What is required: If a line in the entries below contains "jersey", copy it.

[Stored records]

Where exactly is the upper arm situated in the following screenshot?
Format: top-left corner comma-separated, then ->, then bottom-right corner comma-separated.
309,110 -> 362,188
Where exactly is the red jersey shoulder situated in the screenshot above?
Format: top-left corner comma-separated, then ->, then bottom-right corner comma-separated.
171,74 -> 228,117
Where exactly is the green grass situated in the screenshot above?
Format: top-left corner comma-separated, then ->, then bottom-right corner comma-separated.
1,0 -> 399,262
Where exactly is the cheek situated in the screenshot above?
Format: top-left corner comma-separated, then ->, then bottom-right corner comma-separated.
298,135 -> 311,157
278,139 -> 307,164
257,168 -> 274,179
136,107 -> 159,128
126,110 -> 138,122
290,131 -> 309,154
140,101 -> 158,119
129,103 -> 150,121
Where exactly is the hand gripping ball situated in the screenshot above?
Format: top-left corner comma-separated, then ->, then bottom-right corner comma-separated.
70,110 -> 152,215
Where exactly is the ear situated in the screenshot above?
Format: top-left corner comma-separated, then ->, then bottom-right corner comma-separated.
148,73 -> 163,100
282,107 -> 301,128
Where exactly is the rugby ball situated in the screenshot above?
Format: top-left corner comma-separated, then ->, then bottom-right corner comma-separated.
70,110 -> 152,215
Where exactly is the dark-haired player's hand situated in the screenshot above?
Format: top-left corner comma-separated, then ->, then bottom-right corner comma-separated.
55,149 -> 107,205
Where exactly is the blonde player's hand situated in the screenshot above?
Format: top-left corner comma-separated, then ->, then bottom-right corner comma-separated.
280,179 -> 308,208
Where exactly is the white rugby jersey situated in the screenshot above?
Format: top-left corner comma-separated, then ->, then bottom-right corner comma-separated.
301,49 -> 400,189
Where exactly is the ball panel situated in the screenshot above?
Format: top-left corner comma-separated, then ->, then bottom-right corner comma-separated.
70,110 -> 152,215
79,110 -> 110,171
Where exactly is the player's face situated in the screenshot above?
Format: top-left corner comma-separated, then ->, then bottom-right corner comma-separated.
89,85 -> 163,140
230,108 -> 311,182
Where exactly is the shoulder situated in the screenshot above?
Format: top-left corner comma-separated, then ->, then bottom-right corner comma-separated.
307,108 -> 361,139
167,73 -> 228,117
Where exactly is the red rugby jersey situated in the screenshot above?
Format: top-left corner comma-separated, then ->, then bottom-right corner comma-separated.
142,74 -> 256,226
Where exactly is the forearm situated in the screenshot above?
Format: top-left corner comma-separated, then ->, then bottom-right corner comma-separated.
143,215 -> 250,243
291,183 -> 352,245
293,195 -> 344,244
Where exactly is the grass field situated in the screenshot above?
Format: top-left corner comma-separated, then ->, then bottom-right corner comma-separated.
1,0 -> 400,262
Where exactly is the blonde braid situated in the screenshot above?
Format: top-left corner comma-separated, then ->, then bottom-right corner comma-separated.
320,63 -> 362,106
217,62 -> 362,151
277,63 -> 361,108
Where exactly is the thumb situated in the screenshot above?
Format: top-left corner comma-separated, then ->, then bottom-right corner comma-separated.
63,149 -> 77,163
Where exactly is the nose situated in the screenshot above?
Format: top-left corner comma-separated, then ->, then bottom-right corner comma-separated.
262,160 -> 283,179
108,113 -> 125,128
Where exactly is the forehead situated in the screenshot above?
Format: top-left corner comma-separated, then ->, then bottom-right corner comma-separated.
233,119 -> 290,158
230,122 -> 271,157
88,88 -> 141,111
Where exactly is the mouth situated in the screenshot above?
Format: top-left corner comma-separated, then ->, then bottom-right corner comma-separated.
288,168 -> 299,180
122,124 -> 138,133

Answer for this exercise:
Where exactly is the red jersey shoulder situated in the screenshot above?
Where exactly is the white rugby jersey situated in the screenshot above?
Where exactly is the red rugby jersey situated in the screenshot above?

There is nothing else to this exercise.